• _Set exercise_:
Copy exactly the run of lines that begins at the line with "Category: building window" and ends at the final line of the entries.

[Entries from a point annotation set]
::::::::

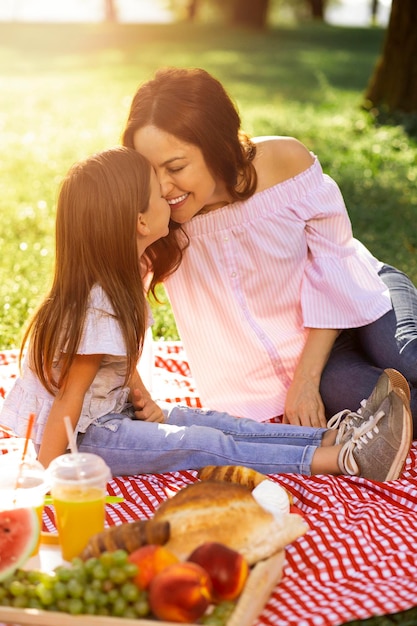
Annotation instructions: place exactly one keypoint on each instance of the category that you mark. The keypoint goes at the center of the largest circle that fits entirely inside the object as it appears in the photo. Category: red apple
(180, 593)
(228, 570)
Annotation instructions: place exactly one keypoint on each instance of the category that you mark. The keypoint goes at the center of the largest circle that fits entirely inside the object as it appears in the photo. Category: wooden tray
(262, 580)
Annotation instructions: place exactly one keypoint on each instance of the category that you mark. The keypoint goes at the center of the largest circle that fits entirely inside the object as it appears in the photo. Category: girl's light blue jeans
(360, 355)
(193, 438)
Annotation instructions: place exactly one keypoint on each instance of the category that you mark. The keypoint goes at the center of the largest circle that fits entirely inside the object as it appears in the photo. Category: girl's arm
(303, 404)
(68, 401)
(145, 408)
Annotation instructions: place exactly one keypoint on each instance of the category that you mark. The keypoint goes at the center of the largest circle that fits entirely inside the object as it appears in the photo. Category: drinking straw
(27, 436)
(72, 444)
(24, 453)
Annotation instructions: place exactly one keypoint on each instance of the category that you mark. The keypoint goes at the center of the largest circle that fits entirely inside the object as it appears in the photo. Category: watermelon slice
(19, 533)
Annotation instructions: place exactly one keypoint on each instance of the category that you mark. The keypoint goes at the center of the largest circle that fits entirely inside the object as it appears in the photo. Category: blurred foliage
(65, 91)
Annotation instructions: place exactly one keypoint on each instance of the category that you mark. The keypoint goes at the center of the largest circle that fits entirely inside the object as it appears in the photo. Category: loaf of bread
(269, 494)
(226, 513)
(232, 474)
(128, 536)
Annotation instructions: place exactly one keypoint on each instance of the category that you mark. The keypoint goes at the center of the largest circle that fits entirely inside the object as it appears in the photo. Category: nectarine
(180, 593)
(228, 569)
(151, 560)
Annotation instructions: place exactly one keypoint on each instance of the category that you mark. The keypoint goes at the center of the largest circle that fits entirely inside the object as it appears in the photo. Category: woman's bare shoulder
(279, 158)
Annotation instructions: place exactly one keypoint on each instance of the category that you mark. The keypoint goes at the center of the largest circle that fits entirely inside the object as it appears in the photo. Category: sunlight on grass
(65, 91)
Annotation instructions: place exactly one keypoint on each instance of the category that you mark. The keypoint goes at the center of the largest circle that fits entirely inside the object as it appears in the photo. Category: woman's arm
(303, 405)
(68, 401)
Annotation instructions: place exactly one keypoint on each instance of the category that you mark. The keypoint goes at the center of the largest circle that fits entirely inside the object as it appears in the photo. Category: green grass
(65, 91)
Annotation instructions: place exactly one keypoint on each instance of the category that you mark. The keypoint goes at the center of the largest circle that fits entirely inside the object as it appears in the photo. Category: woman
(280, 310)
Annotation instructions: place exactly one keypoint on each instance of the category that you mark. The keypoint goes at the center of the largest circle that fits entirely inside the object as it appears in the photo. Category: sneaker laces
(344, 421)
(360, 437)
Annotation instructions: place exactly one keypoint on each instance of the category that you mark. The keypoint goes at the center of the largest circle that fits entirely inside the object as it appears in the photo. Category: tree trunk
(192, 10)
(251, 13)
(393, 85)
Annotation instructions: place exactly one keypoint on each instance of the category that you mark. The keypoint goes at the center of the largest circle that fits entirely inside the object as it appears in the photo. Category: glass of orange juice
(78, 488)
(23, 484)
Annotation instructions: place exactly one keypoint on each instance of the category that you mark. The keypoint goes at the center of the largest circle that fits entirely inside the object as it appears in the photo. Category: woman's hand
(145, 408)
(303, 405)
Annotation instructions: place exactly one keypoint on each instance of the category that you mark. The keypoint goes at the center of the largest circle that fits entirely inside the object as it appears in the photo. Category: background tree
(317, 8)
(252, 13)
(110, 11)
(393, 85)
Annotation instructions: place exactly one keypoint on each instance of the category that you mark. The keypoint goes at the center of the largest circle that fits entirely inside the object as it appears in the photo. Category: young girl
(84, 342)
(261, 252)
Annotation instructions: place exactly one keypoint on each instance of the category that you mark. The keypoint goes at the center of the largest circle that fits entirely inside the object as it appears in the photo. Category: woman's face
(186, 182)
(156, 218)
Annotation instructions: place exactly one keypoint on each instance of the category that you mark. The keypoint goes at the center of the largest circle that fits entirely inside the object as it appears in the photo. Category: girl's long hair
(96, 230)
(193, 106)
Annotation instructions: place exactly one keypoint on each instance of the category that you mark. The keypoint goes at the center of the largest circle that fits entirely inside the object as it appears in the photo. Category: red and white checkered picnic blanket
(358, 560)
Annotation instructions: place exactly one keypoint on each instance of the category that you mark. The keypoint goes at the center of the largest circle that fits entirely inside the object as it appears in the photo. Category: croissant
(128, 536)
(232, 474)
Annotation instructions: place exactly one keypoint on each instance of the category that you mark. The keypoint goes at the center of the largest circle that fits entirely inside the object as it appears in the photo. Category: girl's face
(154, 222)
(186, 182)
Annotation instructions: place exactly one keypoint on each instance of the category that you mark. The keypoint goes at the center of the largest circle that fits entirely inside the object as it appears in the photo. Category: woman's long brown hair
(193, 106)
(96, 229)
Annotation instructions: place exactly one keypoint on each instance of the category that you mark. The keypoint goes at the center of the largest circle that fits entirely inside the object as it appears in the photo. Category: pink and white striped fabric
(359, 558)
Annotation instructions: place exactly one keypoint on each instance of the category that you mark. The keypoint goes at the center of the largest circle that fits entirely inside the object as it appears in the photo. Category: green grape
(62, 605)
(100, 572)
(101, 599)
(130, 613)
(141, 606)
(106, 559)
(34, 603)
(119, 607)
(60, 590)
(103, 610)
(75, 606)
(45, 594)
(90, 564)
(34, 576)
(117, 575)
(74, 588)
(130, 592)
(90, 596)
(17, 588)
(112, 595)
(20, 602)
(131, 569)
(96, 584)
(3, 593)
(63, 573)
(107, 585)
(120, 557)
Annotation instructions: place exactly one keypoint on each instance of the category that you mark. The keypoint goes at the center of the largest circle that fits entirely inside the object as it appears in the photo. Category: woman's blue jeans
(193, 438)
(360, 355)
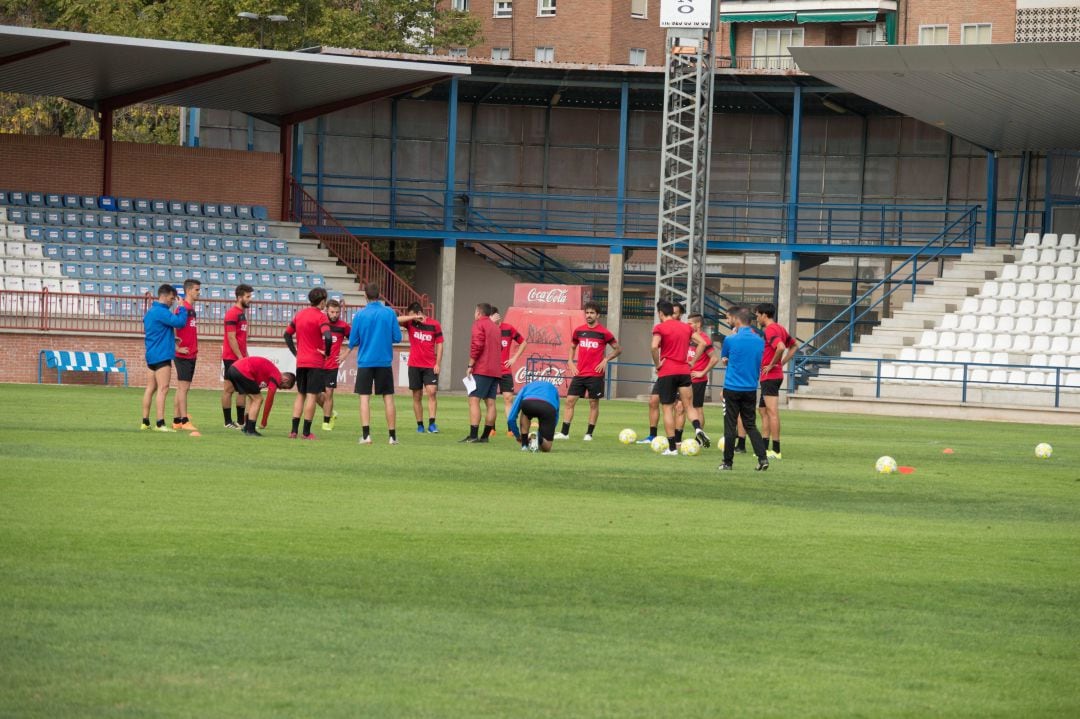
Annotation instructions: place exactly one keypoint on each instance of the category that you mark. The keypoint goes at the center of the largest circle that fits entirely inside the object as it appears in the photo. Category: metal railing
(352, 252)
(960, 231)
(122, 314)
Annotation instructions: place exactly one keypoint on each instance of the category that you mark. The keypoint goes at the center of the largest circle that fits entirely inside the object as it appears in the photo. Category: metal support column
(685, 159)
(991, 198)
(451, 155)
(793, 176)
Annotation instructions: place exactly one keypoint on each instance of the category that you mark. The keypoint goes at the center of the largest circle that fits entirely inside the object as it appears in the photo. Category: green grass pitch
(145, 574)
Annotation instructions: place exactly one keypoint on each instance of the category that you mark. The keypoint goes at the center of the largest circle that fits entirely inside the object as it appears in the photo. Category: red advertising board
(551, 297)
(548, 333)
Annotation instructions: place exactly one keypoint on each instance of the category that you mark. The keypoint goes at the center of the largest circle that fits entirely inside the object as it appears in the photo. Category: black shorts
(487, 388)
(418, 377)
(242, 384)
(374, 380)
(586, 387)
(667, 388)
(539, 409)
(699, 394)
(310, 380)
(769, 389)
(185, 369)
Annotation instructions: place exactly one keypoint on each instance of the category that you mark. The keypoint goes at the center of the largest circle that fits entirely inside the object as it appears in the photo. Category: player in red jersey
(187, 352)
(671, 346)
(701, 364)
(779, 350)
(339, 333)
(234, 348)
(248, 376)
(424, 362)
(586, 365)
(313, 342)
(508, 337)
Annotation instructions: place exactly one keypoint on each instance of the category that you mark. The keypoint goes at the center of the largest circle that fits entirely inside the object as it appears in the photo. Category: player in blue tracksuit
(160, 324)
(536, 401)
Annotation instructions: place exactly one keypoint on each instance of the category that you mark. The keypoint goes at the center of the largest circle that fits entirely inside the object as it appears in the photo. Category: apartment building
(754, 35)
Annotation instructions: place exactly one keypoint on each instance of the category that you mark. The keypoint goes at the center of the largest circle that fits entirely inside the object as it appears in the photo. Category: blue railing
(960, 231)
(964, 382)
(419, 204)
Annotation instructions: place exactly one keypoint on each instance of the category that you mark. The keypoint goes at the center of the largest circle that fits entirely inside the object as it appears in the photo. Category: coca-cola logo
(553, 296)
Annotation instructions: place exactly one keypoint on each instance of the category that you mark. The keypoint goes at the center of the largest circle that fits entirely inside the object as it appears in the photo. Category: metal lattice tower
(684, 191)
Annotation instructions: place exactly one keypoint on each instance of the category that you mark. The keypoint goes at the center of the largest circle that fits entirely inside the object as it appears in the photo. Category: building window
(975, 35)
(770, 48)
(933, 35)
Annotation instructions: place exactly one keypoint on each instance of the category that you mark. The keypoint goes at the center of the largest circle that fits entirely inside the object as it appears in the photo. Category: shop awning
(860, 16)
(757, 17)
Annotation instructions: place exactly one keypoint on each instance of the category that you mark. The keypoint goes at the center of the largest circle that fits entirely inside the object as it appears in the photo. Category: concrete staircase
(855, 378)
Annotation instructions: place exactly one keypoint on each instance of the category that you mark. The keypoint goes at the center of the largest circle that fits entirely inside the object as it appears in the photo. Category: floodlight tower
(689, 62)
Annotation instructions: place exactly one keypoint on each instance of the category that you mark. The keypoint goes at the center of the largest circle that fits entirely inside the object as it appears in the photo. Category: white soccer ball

::::::::

• _Response below_:
Annotation instructions: place exactly one keypoint on each instance of the category that you mark. The keypoint goes at the center of the largest circle that fits entirely inside the object as it appears in the photo. Category: building window
(975, 35)
(770, 48)
(933, 35)
Annotation instructions: place exactly one keypoint on each instance of the category that you mark. The keypoint goes at the center of the largest circle that fits entirely inside the object as it appears in the photo. Category: shop awning
(860, 16)
(757, 17)
Annotation instructions: place exactly one keypoint on each instance of the category that you mark. The keypoint goes at the center of the largest circle that fits entirely inside the object as it appears in the photo. Category: concrete staircase
(855, 378)
Annotation instructions: place exactly one keypoint on each instance of the category that you mark. The keypoint goes at the center of the largest circle that fits entirely inside the object as it appears in the photo. Category: floodlight tower
(689, 62)
Annotation instructions: place exactly one keypoint on each instance of the category that you mark. The keypoint goes at the center of the largest circle that fits entirely inside the object as it appears in the photo. Category: white soccer ball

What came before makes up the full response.